> [TEXT SHOWN]:
BEGIN

Coho or Silver salmon are found in streams and rivers throughout much of the Pacific Rim but most commercial caught fish are coming from Alaska with the best being troll caught. They tend to have a milder flavor and are smaller than the Chinook.
Pacific salmon are caught by a hearty fleet of troll fishers using hook and line methods to avoid damage to their prized catch. These salmon are individually harvested from the cold Pacific during their prime, while feeding on 100% natural food and they retain all of their nutritional and tasty fats and oils, which would become their source of energy for the spawning run later in the year.
Newman's presents frozen at sea, FAS, salmon when fresh caught is not available. We feel the quality of the FAS is a close to fresh as possible and always delicious. The fish are frozen on the boats just hours after being caught at -40 degrees to maintain flavor and texture.
If we were to rate salmon on flavor and texture the order would be Chinook, Silver, Chum or Dog Salmon, Pink or Humpy.
Barbecuing/grilling is our favorite for salmon because the natural smoke flavors are enhanced by the rich tasty oils of the fish. Baking is another option. Simple is best.
Wild Yukon River Salmon (Oncorhynchus Keta)
Yukon River Keta Salmon, also called Yukon Chum, Dog, Calico, or Silverbrite salmon. Don't be fooled by the name, this is a dip-net caught salmon from the Yukon River and has a higher oil content and eats better than most King salmon. The Keta travel in some instances over 2000 miles to their spawning grounds and a 'genetically programmed' to store oil for the journey.
The native Yupik Eskimo fisherman have used dip-net fishing to catch the Keta so they can put the King back into the Yukon with hopes of replenishing the supply of the depleted King. The Yukon River salmon are harvested from a certified sustainable fishery, as approved through the Marine Stewardship Council, and are a very economically priced salmon. These Keta are handled with care and flown in fresh from Alaska. It is firm texture and orange-red in color. Try this fish and we know you will be delighted.
General Cooking Tips for Salmon
Oregon Ocean Chinook Salmon cooks in minutes. A small cut in the thickest part of the meat shows it is done when it flakes easily and appears opaque throughout. Do not overcook because the salmon will continue to cook for a short time after the fish is removed from the heat source.
- For pieces 1/2 to 3/4 inches thick - Cook 5 to 8 minutes
- For pieces 1 to 1 1/2 inches thick - Cook 10 to 12 minutes
Bake - Bake at 400 degrees F until the fish is cooked according to the above times.
Broil - Lightly oil broiler pan. Place fillets, skin-side up, on pan. Broil 4 inches from heat source until done. Do not turn.
Grill - Brush both sides of the salmon with vegetable oil. Grill, skin-side down, on hot griddle. Turn halfway through to cook evenly.
Poach - Poach fish in water, fish stock or a combination of white wine and stock or water. Fill pan large enough to hold fish with enough liquid to cover fish completely. Bring to boil, reduce heat to simmer and add fish. Cook until done.
Sauté or Pan Fry - Heat a small amount of oil or butter in a heavy fry pan. Cook fish over high heat, turning once to finish.

END

> [THE PROBLEM]:
Answer these from the salmon text:
(a) At what temperature are the frozen-at-sea fish frozen on the boats?
(b) In some instances, how far do the Keta travel to their spawning grounds?
(c) How long should pieces 1 to 1 1/2 inches thick be cooked?

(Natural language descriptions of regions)

BEGIN

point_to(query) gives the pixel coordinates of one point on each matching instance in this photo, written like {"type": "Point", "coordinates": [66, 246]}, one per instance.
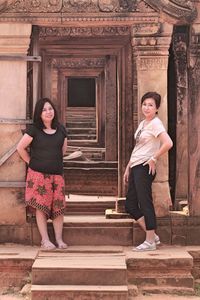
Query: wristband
{"type": "Point", "coordinates": [154, 159]}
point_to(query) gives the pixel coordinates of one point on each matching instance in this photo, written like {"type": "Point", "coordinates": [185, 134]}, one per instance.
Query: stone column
{"type": "Point", "coordinates": [194, 128]}
{"type": "Point", "coordinates": [180, 56]}
{"type": "Point", "coordinates": [150, 55]}
{"type": "Point", "coordinates": [14, 43]}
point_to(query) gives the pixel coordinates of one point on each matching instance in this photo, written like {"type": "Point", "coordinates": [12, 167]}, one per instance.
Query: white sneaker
{"type": "Point", "coordinates": [157, 240]}
{"type": "Point", "coordinates": [145, 246]}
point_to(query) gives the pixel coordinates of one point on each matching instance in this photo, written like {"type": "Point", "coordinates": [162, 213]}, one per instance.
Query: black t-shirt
{"type": "Point", "coordinates": [46, 150]}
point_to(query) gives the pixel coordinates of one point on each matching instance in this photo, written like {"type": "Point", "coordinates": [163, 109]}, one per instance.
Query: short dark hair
{"type": "Point", "coordinates": [153, 95]}
{"type": "Point", "coordinates": [38, 111]}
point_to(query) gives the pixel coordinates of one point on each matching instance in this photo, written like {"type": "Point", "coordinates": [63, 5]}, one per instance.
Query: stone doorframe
{"type": "Point", "coordinates": [150, 24]}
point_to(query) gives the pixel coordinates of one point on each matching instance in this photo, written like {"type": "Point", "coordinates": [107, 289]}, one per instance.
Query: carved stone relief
{"type": "Point", "coordinates": [153, 63]}
{"type": "Point", "coordinates": [175, 8]}
{"type": "Point", "coordinates": [146, 29]}
{"type": "Point", "coordinates": [77, 63]}
{"type": "Point", "coordinates": [179, 9]}
{"type": "Point", "coordinates": [35, 6]}
{"type": "Point", "coordinates": [4, 4]}
{"type": "Point", "coordinates": [46, 32]}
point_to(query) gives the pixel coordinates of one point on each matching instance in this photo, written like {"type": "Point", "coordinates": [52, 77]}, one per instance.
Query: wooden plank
{"type": "Point", "coordinates": [34, 58]}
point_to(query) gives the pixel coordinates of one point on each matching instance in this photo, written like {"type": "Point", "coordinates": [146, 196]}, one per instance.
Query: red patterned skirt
{"type": "Point", "coordinates": [45, 192]}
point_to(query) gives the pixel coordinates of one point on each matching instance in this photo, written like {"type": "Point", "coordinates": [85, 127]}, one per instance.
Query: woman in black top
{"type": "Point", "coordinates": [45, 183]}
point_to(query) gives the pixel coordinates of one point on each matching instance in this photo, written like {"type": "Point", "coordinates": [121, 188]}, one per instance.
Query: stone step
{"type": "Point", "coordinates": [91, 177]}
{"type": "Point", "coordinates": [78, 292]}
{"type": "Point", "coordinates": [66, 268]}
{"type": "Point", "coordinates": [79, 204]}
{"type": "Point", "coordinates": [161, 269]}
{"type": "Point", "coordinates": [92, 230]}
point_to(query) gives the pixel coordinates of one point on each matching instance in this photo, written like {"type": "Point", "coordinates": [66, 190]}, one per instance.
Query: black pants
{"type": "Point", "coordinates": [139, 201]}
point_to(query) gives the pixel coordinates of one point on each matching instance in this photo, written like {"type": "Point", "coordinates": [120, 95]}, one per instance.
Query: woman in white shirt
{"type": "Point", "coordinates": [152, 141]}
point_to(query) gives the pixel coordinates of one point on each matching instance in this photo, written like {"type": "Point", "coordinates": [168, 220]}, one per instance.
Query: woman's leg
{"type": "Point", "coordinates": [143, 183]}
{"type": "Point", "coordinates": [42, 227]}
{"type": "Point", "coordinates": [58, 229]}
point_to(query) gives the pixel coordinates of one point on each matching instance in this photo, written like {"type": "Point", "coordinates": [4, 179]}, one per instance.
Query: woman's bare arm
{"type": "Point", "coordinates": [22, 147]}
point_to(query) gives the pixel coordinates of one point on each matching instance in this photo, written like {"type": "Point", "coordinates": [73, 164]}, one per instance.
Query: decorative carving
{"type": "Point", "coordinates": [79, 6]}
{"type": "Point", "coordinates": [46, 32]}
{"type": "Point", "coordinates": [4, 4]}
{"type": "Point", "coordinates": [145, 29]}
{"type": "Point", "coordinates": [35, 6]}
{"type": "Point", "coordinates": [30, 10]}
{"type": "Point", "coordinates": [77, 63]}
{"type": "Point", "coordinates": [108, 5]}
{"type": "Point", "coordinates": [178, 9]}
{"type": "Point", "coordinates": [147, 63]}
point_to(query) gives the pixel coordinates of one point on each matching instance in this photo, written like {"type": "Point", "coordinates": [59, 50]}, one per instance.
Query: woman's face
{"type": "Point", "coordinates": [47, 114]}
{"type": "Point", "coordinates": [149, 109]}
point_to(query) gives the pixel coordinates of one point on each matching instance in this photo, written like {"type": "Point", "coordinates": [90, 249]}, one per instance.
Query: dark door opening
{"type": "Point", "coordinates": [81, 92]}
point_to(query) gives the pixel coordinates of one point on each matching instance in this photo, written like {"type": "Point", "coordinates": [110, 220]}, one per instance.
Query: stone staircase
{"type": "Point", "coordinates": [88, 205]}
{"type": "Point", "coordinates": [81, 275]}
{"type": "Point", "coordinates": [99, 272]}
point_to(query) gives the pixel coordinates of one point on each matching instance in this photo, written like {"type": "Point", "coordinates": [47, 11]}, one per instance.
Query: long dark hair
{"type": "Point", "coordinates": [153, 95]}
{"type": "Point", "coordinates": [38, 111]}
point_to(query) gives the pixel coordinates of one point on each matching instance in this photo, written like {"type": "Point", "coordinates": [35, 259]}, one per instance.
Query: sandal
{"type": "Point", "coordinates": [47, 245]}
{"type": "Point", "coordinates": [62, 245]}
{"type": "Point", "coordinates": [157, 240]}
{"type": "Point", "coordinates": [145, 246]}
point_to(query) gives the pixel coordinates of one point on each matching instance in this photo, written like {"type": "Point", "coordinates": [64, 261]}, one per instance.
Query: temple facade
{"type": "Point", "coordinates": [95, 59]}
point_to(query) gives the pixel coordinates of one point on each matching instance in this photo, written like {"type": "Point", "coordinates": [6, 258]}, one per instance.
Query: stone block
{"type": "Point", "coordinates": [161, 198]}
{"type": "Point", "coordinates": [179, 227]}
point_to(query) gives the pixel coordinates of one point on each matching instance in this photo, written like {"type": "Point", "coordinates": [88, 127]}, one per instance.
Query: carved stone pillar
{"type": "Point", "coordinates": [14, 43]}
{"type": "Point", "coordinates": [194, 128]}
{"type": "Point", "coordinates": [150, 53]}
{"type": "Point", "coordinates": [180, 57]}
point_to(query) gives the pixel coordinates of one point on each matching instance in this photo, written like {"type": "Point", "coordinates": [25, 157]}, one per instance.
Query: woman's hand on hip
{"type": "Point", "coordinates": [152, 165]}
{"type": "Point", "coordinates": [126, 176]}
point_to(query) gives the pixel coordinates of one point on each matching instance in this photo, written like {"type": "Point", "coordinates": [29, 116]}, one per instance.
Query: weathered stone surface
{"type": "Point", "coordinates": [15, 264]}
{"type": "Point", "coordinates": [165, 268]}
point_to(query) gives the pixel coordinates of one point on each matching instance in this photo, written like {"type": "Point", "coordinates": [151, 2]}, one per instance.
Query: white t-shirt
{"type": "Point", "coordinates": [147, 141]}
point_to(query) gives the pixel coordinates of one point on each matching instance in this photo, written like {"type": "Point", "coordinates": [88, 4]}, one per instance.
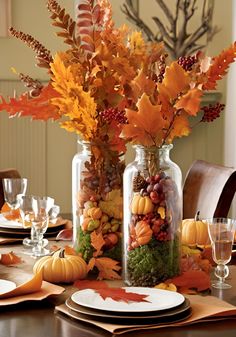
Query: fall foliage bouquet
{"type": "Point", "coordinates": [111, 87]}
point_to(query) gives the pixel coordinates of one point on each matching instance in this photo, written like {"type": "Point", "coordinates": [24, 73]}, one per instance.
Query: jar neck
{"type": "Point", "coordinates": [143, 153]}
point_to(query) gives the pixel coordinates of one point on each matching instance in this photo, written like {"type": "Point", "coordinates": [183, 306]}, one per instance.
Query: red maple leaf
{"type": "Point", "coordinates": [120, 294]}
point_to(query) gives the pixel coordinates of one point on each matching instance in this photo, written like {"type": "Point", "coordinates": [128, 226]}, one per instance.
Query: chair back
{"type": "Point", "coordinates": [208, 188]}
{"type": "Point", "coordinates": [8, 173]}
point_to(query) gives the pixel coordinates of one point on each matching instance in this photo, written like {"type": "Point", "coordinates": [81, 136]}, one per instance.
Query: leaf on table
{"type": "Point", "coordinates": [120, 294]}
{"type": "Point", "coordinates": [97, 242]}
{"type": "Point", "coordinates": [193, 279]}
{"type": "Point", "coordinates": [107, 268]}
{"type": "Point", "coordinates": [29, 287]}
{"type": "Point", "coordinates": [10, 259]}
{"type": "Point", "coordinates": [65, 235]}
{"type": "Point", "coordinates": [90, 284]}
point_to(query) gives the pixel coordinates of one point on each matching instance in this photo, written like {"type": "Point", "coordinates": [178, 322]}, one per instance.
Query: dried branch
{"type": "Point", "coordinates": [175, 34]}
{"type": "Point", "coordinates": [43, 57]}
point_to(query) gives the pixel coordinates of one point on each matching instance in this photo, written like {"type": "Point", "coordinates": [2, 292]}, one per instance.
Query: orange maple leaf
{"type": "Point", "coordinates": [190, 102]}
{"type": "Point", "coordinates": [107, 268]}
{"type": "Point", "coordinates": [176, 80]}
{"type": "Point", "coordinates": [145, 125]}
{"type": "Point", "coordinates": [38, 107]}
{"type": "Point", "coordinates": [97, 242]}
{"type": "Point", "coordinates": [220, 66]}
{"type": "Point", "coordinates": [90, 284]}
{"type": "Point", "coordinates": [180, 127]}
{"type": "Point", "coordinates": [9, 259]}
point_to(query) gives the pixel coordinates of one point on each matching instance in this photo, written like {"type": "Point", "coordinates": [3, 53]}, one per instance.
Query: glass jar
{"type": "Point", "coordinates": [97, 201]}
{"type": "Point", "coordinates": [152, 217]}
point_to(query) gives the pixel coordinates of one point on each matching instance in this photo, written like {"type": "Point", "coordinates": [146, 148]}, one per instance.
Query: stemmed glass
{"type": "Point", "coordinates": [26, 213]}
{"type": "Point", "coordinates": [12, 187]}
{"type": "Point", "coordinates": [221, 232]}
{"type": "Point", "coordinates": [40, 219]}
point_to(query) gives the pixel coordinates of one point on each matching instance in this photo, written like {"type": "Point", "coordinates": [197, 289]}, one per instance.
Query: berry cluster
{"type": "Point", "coordinates": [187, 62]}
{"type": "Point", "coordinates": [113, 114]}
{"type": "Point", "coordinates": [211, 112]}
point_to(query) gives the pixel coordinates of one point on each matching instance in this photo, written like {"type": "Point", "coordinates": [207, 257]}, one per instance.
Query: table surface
{"type": "Point", "coordinates": [38, 319]}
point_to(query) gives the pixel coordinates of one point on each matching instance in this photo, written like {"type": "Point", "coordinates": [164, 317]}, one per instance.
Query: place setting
{"type": "Point", "coordinates": [16, 215]}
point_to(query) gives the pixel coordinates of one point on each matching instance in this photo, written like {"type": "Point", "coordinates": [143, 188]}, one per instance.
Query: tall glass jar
{"type": "Point", "coordinates": [152, 217]}
{"type": "Point", "coordinates": [97, 201]}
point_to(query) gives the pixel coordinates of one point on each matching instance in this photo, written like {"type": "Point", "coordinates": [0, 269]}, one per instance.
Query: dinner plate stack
{"type": "Point", "coordinates": [161, 307]}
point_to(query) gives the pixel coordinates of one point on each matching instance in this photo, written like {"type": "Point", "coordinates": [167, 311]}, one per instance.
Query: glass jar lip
{"type": "Point", "coordinates": [151, 148]}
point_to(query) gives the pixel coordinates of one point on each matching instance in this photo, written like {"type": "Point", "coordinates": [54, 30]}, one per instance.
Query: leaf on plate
{"type": "Point", "coordinates": [107, 268]}
{"type": "Point", "coordinates": [10, 258]}
{"type": "Point", "coordinates": [65, 235]}
{"type": "Point", "coordinates": [90, 284]}
{"type": "Point", "coordinates": [120, 294]}
{"type": "Point", "coordinates": [193, 279]}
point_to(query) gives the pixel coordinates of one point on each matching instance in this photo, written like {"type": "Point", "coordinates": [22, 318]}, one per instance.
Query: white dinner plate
{"type": "Point", "coordinates": [157, 300]}
{"type": "Point", "coordinates": [6, 286]}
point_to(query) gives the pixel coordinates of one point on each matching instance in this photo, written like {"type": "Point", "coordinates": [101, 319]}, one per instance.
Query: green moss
{"type": "Point", "coordinates": [153, 263]}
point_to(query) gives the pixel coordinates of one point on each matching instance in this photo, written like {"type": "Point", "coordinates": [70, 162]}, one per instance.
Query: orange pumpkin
{"type": "Point", "coordinates": [195, 232]}
{"type": "Point", "coordinates": [141, 205]}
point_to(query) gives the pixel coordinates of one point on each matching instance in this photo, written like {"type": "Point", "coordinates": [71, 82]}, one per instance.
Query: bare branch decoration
{"type": "Point", "coordinates": [175, 34]}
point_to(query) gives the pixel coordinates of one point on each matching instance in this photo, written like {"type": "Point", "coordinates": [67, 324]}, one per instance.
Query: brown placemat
{"type": "Point", "coordinates": [204, 308]}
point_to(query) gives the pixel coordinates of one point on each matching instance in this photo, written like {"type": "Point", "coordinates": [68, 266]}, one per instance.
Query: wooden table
{"type": "Point", "coordinates": [37, 319]}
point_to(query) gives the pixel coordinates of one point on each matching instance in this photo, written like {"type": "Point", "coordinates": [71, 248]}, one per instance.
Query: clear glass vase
{"type": "Point", "coordinates": [97, 201]}
{"type": "Point", "coordinates": [152, 217]}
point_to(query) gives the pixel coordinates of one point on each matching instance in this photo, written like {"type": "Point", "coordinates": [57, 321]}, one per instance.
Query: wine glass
{"type": "Point", "coordinates": [40, 219]}
{"type": "Point", "coordinates": [26, 213]}
{"type": "Point", "coordinates": [221, 232]}
{"type": "Point", "coordinates": [12, 187]}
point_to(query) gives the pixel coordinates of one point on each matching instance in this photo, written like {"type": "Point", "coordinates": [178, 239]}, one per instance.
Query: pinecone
{"type": "Point", "coordinates": [138, 183]}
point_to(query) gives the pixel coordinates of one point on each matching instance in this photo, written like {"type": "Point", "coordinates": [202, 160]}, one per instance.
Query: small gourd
{"type": "Point", "coordinates": [141, 205]}
{"type": "Point", "coordinates": [61, 268]}
{"type": "Point", "coordinates": [195, 231]}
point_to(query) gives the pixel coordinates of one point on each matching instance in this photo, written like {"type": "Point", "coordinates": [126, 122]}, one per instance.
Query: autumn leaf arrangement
{"type": "Point", "coordinates": [111, 87]}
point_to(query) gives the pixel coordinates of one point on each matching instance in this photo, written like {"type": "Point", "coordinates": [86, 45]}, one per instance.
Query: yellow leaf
{"type": "Point", "coordinates": [190, 102]}
{"type": "Point", "coordinates": [145, 125]}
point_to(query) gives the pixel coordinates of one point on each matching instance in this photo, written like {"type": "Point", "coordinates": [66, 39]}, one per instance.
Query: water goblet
{"type": "Point", "coordinates": [221, 232]}
{"type": "Point", "coordinates": [26, 213]}
{"type": "Point", "coordinates": [40, 219]}
{"type": "Point", "coordinates": [12, 187]}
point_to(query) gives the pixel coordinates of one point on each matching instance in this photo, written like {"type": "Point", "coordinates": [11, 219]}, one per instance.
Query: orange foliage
{"type": "Point", "coordinates": [9, 259]}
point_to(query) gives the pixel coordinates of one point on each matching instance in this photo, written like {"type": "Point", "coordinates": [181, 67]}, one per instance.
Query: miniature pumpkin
{"type": "Point", "coordinates": [61, 268]}
{"type": "Point", "coordinates": [195, 231]}
{"type": "Point", "coordinates": [141, 205]}
{"type": "Point", "coordinates": [143, 234]}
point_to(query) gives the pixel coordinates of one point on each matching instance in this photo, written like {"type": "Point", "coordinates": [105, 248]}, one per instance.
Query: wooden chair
{"type": "Point", "coordinates": [208, 188]}
{"type": "Point", "coordinates": [8, 173]}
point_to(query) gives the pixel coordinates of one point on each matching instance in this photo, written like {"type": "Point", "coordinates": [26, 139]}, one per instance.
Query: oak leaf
{"type": "Point", "coordinates": [219, 67]}
{"type": "Point", "coordinates": [39, 108]}
{"type": "Point", "coordinates": [145, 125]}
{"type": "Point", "coordinates": [10, 259]}
{"type": "Point", "coordinates": [97, 242]}
{"type": "Point", "coordinates": [190, 102]}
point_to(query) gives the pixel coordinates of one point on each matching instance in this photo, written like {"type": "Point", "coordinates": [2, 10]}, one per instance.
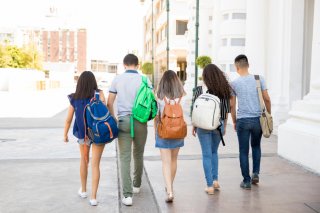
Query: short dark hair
{"type": "Point", "coordinates": [241, 61]}
{"type": "Point", "coordinates": [131, 59]}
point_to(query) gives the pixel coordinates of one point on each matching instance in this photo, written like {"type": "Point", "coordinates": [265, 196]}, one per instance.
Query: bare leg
{"type": "Point", "coordinates": [97, 151]}
{"type": "Point", "coordinates": [83, 167]}
{"type": "Point", "coordinates": [174, 158]}
{"type": "Point", "coordinates": [166, 168]}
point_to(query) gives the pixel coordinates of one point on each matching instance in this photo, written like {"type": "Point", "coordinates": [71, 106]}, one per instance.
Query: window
{"type": "Point", "coordinates": [181, 27]}
{"type": "Point", "coordinates": [163, 33]}
{"type": "Point", "coordinates": [238, 42]}
{"type": "Point", "coordinates": [225, 16]}
{"type": "Point", "coordinates": [232, 68]}
{"type": "Point", "coordinates": [223, 67]}
{"type": "Point", "coordinates": [239, 15]}
{"type": "Point", "coordinates": [224, 42]}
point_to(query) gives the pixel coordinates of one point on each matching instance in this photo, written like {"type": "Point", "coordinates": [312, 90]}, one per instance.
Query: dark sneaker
{"type": "Point", "coordinates": [255, 178]}
{"type": "Point", "coordinates": [245, 185]}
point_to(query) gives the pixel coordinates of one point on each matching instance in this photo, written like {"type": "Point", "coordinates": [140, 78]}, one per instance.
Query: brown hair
{"type": "Point", "coordinates": [86, 86]}
{"type": "Point", "coordinates": [216, 81]}
{"type": "Point", "coordinates": [170, 86]}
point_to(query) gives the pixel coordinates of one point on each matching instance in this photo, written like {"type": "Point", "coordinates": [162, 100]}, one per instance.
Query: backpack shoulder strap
{"type": "Point", "coordinates": [97, 95]}
{"type": "Point", "coordinates": [258, 85]}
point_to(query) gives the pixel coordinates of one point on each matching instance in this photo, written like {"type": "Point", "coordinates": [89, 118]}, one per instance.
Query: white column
{"type": "Point", "coordinates": [256, 35]}
{"type": "Point", "coordinates": [299, 137]}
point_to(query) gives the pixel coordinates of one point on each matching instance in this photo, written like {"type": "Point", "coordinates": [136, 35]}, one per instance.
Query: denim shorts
{"type": "Point", "coordinates": [82, 142]}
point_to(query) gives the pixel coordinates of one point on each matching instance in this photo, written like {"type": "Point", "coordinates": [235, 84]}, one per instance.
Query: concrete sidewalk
{"type": "Point", "coordinates": [39, 173]}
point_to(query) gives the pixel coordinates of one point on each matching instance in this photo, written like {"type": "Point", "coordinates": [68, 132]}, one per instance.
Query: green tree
{"type": "Point", "coordinates": [147, 68]}
{"type": "Point", "coordinates": [203, 61]}
{"type": "Point", "coordinates": [27, 56]}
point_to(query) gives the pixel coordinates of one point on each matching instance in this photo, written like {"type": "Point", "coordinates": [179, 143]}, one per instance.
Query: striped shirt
{"type": "Point", "coordinates": [224, 103]}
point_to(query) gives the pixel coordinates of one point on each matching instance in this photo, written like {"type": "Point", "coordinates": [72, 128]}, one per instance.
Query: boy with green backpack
{"type": "Point", "coordinates": [136, 105]}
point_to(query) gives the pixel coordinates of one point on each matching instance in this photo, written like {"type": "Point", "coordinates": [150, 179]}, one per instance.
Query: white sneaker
{"type": "Point", "coordinates": [127, 201]}
{"type": "Point", "coordinates": [93, 202]}
{"type": "Point", "coordinates": [136, 190]}
{"type": "Point", "coordinates": [82, 194]}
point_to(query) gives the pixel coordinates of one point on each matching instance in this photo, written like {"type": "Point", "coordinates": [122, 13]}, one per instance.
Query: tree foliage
{"type": "Point", "coordinates": [12, 56]}
{"type": "Point", "coordinates": [203, 61]}
{"type": "Point", "coordinates": [147, 68]}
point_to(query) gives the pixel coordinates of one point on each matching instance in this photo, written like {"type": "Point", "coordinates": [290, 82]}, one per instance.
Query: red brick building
{"type": "Point", "coordinates": [61, 46]}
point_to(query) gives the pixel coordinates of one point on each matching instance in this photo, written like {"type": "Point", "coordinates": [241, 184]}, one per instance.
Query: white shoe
{"type": "Point", "coordinates": [82, 194]}
{"type": "Point", "coordinates": [93, 202]}
{"type": "Point", "coordinates": [127, 201]}
{"type": "Point", "coordinates": [136, 190]}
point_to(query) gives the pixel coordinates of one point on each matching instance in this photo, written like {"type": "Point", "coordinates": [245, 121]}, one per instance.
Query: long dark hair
{"type": "Point", "coordinates": [170, 86]}
{"type": "Point", "coordinates": [86, 86]}
{"type": "Point", "coordinates": [216, 81]}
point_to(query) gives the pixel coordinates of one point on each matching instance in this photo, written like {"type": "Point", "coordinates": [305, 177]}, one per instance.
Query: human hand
{"type": "Point", "coordinates": [194, 131]}
{"type": "Point", "coordinates": [66, 139]}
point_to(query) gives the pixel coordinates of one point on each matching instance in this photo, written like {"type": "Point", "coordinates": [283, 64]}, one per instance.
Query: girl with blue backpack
{"type": "Point", "coordinates": [85, 91]}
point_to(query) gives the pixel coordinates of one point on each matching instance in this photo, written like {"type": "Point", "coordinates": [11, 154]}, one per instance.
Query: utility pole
{"type": "Point", "coordinates": [168, 34]}
{"type": "Point", "coordinates": [197, 45]}
{"type": "Point", "coordinates": [152, 43]}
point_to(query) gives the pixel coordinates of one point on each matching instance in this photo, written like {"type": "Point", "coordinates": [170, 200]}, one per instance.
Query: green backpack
{"type": "Point", "coordinates": [145, 105]}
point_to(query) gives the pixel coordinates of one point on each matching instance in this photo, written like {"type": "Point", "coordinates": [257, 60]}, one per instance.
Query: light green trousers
{"type": "Point", "coordinates": [125, 149]}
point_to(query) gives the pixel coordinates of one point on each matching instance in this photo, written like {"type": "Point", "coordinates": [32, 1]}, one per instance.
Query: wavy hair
{"type": "Point", "coordinates": [216, 81]}
{"type": "Point", "coordinates": [170, 86]}
{"type": "Point", "coordinates": [86, 86]}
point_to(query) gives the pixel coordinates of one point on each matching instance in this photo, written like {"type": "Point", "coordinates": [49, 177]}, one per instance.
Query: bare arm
{"type": "Point", "coordinates": [68, 123]}
{"type": "Point", "coordinates": [225, 124]}
{"type": "Point", "coordinates": [110, 103]}
{"type": "Point", "coordinates": [102, 97]}
{"type": "Point", "coordinates": [267, 100]}
{"type": "Point", "coordinates": [233, 110]}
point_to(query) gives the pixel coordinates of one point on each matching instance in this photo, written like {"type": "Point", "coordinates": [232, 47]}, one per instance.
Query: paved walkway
{"type": "Point", "coordinates": [39, 173]}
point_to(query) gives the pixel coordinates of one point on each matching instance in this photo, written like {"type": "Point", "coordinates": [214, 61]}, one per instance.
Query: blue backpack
{"type": "Point", "coordinates": [100, 125]}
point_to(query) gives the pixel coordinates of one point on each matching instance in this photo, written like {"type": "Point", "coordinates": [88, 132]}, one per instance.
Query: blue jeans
{"type": "Point", "coordinates": [249, 128]}
{"type": "Point", "coordinates": [209, 140]}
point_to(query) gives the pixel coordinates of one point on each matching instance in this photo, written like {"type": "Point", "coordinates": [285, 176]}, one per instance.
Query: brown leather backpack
{"type": "Point", "coordinates": [171, 123]}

END

> [ANSWER SPACE]:
(a) -40 degrees
(b) Over 2000 miles
(c) 10 to 12 minutes